* START *

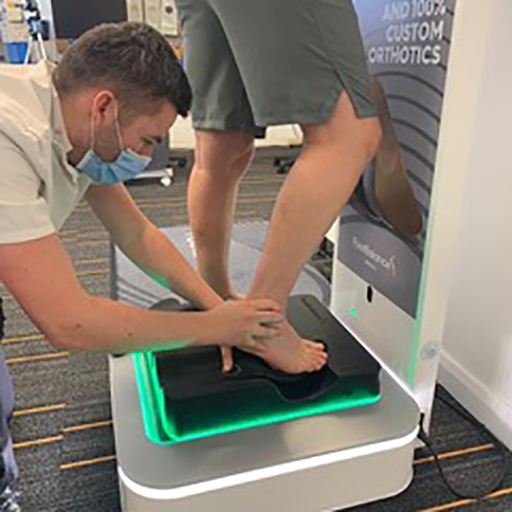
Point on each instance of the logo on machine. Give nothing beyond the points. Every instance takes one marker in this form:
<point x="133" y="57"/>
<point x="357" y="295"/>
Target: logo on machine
<point x="374" y="259"/>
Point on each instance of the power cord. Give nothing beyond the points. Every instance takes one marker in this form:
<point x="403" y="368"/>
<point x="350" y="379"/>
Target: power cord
<point x="493" y="486"/>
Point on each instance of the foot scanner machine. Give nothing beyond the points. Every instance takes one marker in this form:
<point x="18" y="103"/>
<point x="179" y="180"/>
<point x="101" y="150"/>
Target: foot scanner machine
<point x="190" y="438"/>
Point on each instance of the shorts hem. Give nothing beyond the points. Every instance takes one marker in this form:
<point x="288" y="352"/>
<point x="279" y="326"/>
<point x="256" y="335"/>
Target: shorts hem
<point x="321" y="115"/>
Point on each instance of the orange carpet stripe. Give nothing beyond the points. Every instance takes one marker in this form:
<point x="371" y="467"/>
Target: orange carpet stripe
<point x="467" y="451"/>
<point x="38" y="442"/>
<point x="84" y="463"/>
<point x="39" y="410"/>
<point x="42" y="357"/>
<point x="89" y="426"/>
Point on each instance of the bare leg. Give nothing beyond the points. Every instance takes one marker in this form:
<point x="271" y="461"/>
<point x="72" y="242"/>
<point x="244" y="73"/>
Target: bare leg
<point x="221" y="158"/>
<point x="318" y="186"/>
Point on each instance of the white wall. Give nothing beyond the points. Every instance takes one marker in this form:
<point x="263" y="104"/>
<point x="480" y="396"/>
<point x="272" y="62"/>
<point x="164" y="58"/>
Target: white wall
<point x="477" y="346"/>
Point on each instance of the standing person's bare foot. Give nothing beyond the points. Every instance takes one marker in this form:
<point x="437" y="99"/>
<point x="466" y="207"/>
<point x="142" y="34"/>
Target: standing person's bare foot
<point x="290" y="353"/>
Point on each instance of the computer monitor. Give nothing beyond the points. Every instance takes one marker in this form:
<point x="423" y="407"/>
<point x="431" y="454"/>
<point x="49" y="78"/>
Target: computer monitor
<point x="72" y="18"/>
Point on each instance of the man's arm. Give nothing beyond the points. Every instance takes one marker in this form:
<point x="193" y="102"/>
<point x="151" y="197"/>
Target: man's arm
<point x="145" y="245"/>
<point x="41" y="278"/>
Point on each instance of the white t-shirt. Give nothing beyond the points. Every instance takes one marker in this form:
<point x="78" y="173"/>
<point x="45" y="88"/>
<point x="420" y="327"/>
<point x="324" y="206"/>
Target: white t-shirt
<point x="38" y="188"/>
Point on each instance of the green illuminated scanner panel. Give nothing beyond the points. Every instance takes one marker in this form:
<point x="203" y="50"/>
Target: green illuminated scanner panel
<point x="167" y="422"/>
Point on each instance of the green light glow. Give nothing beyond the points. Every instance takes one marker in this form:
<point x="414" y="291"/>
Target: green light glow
<point x="161" y="427"/>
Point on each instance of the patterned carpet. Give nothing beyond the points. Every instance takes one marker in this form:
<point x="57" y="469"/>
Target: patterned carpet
<point x="63" y="429"/>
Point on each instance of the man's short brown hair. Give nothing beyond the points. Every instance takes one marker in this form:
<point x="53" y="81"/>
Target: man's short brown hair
<point x="133" y="60"/>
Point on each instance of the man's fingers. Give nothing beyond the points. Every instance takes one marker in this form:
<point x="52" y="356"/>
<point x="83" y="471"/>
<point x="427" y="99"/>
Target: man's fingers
<point x="265" y="305"/>
<point x="227" y="359"/>
<point x="270" y="319"/>
<point x="264" y="333"/>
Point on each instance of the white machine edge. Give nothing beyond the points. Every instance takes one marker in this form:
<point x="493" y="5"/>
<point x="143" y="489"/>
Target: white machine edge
<point x="260" y="474"/>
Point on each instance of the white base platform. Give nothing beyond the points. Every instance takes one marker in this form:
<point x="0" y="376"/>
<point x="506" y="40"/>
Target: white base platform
<point x="323" y="463"/>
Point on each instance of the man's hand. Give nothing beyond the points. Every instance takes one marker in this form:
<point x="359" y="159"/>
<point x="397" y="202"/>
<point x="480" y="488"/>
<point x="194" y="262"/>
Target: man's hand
<point x="245" y="324"/>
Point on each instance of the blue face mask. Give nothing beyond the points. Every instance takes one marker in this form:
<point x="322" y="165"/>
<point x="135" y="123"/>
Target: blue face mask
<point x="125" y="167"/>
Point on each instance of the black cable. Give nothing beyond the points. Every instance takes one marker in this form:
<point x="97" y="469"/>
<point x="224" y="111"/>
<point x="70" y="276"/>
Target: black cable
<point x="497" y="483"/>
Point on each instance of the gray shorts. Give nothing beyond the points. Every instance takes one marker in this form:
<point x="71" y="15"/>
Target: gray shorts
<point x="257" y="63"/>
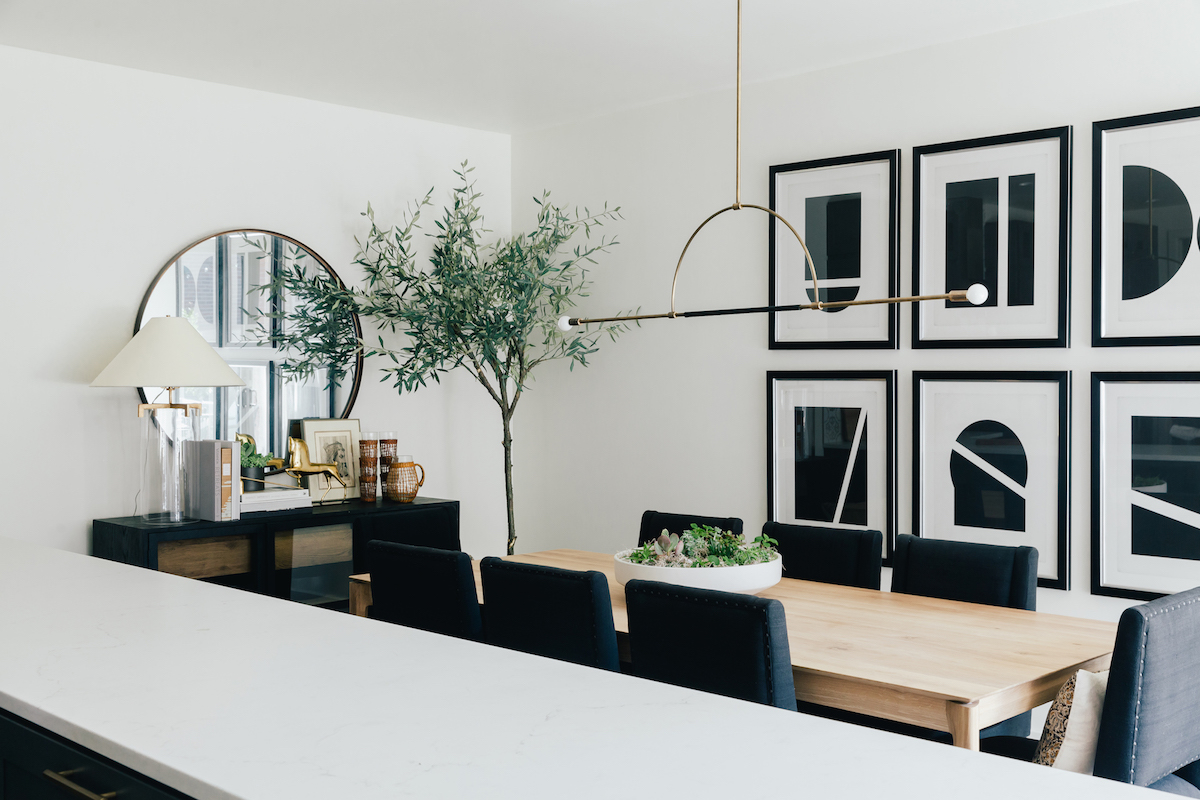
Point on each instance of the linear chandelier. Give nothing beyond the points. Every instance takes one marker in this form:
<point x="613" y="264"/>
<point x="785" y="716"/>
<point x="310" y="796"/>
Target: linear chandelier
<point x="976" y="295"/>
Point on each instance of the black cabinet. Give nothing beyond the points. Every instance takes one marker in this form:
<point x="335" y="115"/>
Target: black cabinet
<point x="306" y="554"/>
<point x="36" y="764"/>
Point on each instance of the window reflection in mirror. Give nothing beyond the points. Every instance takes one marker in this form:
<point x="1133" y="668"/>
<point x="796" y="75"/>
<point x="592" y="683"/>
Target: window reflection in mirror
<point x="222" y="286"/>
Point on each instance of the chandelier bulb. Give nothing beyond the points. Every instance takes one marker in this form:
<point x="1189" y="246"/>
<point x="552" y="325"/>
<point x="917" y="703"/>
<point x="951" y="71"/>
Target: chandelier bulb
<point x="977" y="294"/>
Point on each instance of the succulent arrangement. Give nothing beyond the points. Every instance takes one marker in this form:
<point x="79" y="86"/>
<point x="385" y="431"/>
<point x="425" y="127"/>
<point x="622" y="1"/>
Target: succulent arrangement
<point x="251" y="458"/>
<point x="703" y="546"/>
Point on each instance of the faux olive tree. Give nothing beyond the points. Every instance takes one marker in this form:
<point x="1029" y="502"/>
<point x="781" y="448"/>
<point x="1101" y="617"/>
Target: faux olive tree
<point x="491" y="310"/>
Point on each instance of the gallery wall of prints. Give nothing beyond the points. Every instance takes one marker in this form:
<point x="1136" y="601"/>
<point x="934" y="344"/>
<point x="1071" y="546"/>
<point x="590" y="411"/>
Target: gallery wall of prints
<point x="989" y="449"/>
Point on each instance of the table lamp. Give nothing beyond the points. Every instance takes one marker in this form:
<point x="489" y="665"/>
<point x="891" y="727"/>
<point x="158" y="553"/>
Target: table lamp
<point x="168" y="352"/>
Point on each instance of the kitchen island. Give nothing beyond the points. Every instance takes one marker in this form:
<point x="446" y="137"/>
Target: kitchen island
<point x="220" y="693"/>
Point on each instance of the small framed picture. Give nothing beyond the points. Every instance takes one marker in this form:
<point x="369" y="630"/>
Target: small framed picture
<point x="990" y="462"/>
<point x="846" y="211"/>
<point x="1145" y="265"/>
<point x="333" y="441"/>
<point x="831" y="444"/>
<point x="994" y="211"/>
<point x="1145" y="483"/>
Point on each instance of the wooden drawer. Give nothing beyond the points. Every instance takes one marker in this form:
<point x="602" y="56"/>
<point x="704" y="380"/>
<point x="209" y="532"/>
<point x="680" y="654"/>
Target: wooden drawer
<point x="29" y="755"/>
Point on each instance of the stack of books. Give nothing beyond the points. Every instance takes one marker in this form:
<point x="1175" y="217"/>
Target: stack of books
<point x="210" y="488"/>
<point x="275" y="499"/>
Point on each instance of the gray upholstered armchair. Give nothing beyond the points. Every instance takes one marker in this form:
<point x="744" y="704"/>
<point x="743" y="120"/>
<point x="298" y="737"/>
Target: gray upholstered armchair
<point x="1150" y="727"/>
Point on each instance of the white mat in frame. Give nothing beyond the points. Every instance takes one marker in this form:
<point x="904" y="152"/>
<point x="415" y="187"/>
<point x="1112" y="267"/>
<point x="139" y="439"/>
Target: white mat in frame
<point x="990" y="462"/>
<point x="851" y="416"/>
<point x="1145" y="536"/>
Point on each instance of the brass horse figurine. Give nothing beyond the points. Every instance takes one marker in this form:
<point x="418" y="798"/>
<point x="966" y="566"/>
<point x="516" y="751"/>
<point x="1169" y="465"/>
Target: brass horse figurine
<point x="301" y="464"/>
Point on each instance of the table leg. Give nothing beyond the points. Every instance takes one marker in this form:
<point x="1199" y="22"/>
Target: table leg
<point x="964" y="720"/>
<point x="360" y="597"/>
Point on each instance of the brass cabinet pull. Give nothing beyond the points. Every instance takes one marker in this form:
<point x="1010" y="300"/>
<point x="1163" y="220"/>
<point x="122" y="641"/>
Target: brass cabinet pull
<point x="64" y="781"/>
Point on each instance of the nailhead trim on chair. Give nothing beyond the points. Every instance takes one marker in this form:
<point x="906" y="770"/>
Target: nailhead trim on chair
<point x="771" y="680"/>
<point x="569" y="575"/>
<point x="1141" y="667"/>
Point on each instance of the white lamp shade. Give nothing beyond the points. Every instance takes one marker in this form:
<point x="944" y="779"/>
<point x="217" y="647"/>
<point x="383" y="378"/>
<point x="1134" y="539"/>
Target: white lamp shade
<point x="168" y="352"/>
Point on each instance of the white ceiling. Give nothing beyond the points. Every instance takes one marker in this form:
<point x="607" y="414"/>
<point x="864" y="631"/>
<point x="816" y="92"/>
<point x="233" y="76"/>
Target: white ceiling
<point x="499" y="65"/>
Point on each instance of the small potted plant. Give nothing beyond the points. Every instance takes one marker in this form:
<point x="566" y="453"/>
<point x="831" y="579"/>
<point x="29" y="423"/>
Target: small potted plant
<point x="253" y="467"/>
<point x="705" y="558"/>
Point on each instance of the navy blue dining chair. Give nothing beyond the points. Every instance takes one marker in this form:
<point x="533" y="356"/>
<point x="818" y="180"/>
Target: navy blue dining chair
<point x="563" y="614"/>
<point x="655" y="522"/>
<point x="715" y="642"/>
<point x="976" y="573"/>
<point x="849" y="558"/>
<point x="1150" y="725"/>
<point x="424" y="587"/>
<point x="990" y="575"/>
<point x="433" y="525"/>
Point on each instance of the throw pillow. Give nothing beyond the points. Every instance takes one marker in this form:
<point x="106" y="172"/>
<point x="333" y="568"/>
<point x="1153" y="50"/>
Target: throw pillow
<point x="1068" y="740"/>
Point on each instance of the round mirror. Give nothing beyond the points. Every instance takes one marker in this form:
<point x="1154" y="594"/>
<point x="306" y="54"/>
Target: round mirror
<point x="231" y="287"/>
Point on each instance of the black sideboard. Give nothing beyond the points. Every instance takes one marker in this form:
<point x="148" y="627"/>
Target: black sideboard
<point x="305" y="554"/>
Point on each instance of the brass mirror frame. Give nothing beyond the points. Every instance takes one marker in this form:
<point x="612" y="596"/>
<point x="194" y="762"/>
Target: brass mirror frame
<point x="358" y="325"/>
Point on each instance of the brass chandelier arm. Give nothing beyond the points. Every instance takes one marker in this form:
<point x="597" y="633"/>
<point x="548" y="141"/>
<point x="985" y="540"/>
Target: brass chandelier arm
<point x="957" y="295"/>
<point x="976" y="295"/>
<point x="738" y="206"/>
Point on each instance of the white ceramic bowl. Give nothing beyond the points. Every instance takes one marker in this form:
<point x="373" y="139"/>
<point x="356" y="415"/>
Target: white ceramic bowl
<point x="749" y="579"/>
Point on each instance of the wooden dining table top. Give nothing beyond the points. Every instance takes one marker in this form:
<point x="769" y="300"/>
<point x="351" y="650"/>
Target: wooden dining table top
<point x="942" y="648"/>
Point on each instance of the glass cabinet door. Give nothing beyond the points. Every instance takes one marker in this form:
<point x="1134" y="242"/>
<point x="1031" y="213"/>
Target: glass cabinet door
<point x="313" y="565"/>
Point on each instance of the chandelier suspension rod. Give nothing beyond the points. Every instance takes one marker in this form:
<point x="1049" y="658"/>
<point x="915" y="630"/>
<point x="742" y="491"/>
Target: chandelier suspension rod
<point x="976" y="295"/>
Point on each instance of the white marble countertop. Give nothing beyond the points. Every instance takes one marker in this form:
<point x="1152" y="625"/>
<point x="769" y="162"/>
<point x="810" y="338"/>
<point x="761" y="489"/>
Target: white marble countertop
<point x="222" y="693"/>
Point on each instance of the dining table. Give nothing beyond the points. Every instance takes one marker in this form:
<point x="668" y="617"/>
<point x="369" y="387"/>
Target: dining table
<point x="943" y="665"/>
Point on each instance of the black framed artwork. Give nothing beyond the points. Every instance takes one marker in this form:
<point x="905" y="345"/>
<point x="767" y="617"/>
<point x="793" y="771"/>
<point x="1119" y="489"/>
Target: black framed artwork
<point x="831" y="450"/>
<point x="1145" y="203"/>
<point x="990" y="462"/>
<point x="1145" y="483"/>
<point x="846" y="211"/>
<point x="994" y="211"/>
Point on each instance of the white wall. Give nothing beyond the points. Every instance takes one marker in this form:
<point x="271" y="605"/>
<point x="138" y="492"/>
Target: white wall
<point x="105" y="173"/>
<point x="672" y="416"/>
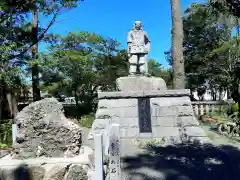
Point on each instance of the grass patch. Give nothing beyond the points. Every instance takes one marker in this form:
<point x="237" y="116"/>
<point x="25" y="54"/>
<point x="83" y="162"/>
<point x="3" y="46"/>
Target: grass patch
<point x="86" y="120"/>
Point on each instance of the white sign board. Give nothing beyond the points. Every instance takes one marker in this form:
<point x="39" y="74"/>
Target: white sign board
<point x="114" y="153"/>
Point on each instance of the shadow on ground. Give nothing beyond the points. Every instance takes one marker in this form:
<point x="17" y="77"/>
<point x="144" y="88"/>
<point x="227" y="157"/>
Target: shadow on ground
<point x="185" y="162"/>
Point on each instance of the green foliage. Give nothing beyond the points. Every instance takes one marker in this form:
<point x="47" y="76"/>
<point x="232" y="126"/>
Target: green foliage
<point x="86" y="120"/>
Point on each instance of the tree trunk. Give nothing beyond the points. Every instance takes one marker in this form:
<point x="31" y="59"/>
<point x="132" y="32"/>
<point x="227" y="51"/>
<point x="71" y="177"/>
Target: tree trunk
<point x="35" y="68"/>
<point x="177" y="46"/>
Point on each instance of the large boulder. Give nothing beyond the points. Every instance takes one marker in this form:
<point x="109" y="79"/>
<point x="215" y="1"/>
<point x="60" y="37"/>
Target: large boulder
<point x="43" y="130"/>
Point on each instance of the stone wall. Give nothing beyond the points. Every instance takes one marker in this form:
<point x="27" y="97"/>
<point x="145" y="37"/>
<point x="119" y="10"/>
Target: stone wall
<point x="171" y="114"/>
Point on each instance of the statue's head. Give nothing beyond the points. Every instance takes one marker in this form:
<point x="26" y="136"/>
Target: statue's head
<point x="138" y="25"/>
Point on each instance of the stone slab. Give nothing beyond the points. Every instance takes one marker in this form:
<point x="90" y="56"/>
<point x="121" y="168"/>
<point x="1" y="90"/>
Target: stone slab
<point x="167" y="121"/>
<point x="149" y="94"/>
<point x="140" y="83"/>
<point x="171" y="111"/>
<point x="112" y="103"/>
<point x="126" y="112"/>
<point x="168" y="101"/>
<point x="165" y="132"/>
<point x="195" y="131"/>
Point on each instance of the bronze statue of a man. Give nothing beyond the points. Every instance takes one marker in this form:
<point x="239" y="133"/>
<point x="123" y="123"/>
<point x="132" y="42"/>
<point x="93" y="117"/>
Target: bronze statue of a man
<point x="138" y="48"/>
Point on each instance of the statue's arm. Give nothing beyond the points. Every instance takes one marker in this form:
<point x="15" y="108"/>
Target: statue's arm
<point x="147" y="42"/>
<point x="129" y="42"/>
<point x="147" y="39"/>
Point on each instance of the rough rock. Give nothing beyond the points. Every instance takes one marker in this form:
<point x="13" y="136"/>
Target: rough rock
<point x="37" y="172"/>
<point x="57" y="172"/>
<point x="43" y="130"/>
<point x="76" y="172"/>
<point x="140" y="83"/>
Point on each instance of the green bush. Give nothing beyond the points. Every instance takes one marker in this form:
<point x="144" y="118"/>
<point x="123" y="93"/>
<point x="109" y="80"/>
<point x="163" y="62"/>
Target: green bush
<point x="86" y="120"/>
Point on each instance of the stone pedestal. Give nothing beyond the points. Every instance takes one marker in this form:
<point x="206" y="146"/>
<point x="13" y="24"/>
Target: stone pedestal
<point x="140" y="83"/>
<point x="150" y="113"/>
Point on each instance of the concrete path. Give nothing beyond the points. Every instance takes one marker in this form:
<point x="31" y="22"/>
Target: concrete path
<point x="184" y="162"/>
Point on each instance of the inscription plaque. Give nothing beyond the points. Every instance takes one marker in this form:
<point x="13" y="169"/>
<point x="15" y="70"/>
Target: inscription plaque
<point x="144" y="114"/>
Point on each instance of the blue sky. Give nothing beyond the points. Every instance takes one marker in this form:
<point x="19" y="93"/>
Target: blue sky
<point x="114" y="18"/>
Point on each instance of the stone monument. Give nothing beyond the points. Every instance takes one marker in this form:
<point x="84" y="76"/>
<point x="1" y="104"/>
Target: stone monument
<point x="143" y="106"/>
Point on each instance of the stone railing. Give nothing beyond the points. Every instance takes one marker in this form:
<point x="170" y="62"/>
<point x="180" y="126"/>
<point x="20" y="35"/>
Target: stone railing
<point x="204" y="107"/>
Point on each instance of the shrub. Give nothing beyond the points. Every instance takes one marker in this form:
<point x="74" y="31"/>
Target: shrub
<point x="86" y="120"/>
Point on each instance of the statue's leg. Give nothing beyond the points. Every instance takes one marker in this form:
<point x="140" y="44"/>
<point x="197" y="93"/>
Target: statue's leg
<point x="133" y="64"/>
<point x="142" y="64"/>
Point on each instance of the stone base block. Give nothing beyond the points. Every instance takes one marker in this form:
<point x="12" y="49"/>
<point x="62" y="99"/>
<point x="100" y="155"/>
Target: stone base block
<point x="140" y="83"/>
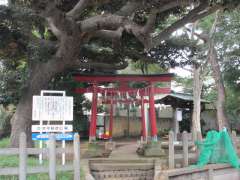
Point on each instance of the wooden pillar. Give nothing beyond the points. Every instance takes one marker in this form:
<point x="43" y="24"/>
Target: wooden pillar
<point x="175" y="123"/>
<point x="143" y="118"/>
<point x="111" y="119"/>
<point x="93" y="122"/>
<point x="185" y="148"/>
<point x="171" y="153"/>
<point x="152" y="113"/>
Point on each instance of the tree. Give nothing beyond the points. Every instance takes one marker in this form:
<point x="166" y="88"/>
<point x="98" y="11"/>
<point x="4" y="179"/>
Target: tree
<point x="89" y="34"/>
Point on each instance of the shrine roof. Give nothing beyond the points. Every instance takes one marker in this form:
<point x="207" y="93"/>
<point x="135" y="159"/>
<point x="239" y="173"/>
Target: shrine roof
<point x="164" y="77"/>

* END *

| Task directions |
Exactly those lines that run from the line holding "Point on each instance of the stone base" to the end of the listing above, both included, are to be reproduced, with pictures left out.

| Reply to the task |
Point on each instance of the stone base block. Give nothing beyond the points. Every instance takes one marker in this form:
<point x="12" y="49"/>
<point x="62" y="99"/>
<point x="100" y="155"/>
Target: stone base block
<point x="140" y="83"/>
Point on each instance of the wooden pillar. Give nothing beyond the points. Every instance takes one marker in this form:
<point x="43" y="24"/>
Target: wooden pillar
<point x="175" y="123"/>
<point x="143" y="118"/>
<point x="111" y="119"/>
<point x="93" y="122"/>
<point x="185" y="148"/>
<point x="171" y="153"/>
<point x="152" y="113"/>
Point on each instance of the tree. Give nothing beyond the points. Every instance takes one marker in this form:
<point x="166" y="88"/>
<point x="98" y="11"/>
<point x="4" y="179"/>
Target: tree
<point x="89" y="34"/>
Point on each instance of the shrine roof. Give nothing beyond the points. Every instance takes one marker in this form:
<point x="207" y="93"/>
<point x="135" y="159"/>
<point x="239" y="173"/>
Target: shrine roof
<point x="164" y="77"/>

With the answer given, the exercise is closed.